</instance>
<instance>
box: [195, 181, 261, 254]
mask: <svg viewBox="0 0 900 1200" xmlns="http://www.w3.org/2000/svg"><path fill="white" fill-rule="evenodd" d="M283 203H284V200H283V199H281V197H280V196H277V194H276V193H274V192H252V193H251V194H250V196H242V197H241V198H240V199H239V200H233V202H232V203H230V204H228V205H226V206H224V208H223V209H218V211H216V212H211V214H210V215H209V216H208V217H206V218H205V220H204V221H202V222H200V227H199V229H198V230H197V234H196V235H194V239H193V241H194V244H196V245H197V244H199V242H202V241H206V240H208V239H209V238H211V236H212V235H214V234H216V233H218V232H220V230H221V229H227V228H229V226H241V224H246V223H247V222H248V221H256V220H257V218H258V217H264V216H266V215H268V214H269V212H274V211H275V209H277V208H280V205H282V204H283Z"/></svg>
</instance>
────────
### Required work
Output every line of the data above unchanged, in the same order.

### Answer area
</instance>
<instance>
box: [195, 181, 261, 254]
mask: <svg viewBox="0 0 900 1200" xmlns="http://www.w3.org/2000/svg"><path fill="white" fill-rule="evenodd" d="M283 203H284V200H283V199H281V197H280V196H277V194H276V193H274V192H252V193H251V194H250V196H242V197H241V198H240V199H239V200H233V202H232V203H230V204H228V205H226V206H224V208H223V209H218V211H216V212H211V214H210V215H209V216H208V217H206V218H205V220H204V221H202V222H200V227H199V229H198V230H197V234H196V235H194V239H193V241H194V244H196V245H197V244H199V242H202V241H206V240H208V239H209V238H211V236H212V235H214V234H216V233H218V232H220V230H221V229H227V228H229V226H241V224H246V223H247V222H248V221H256V220H257V218H258V217H264V216H266V215H268V214H269V212H274V211H275V209H277V208H280V205H282V204H283Z"/></svg>
</instance>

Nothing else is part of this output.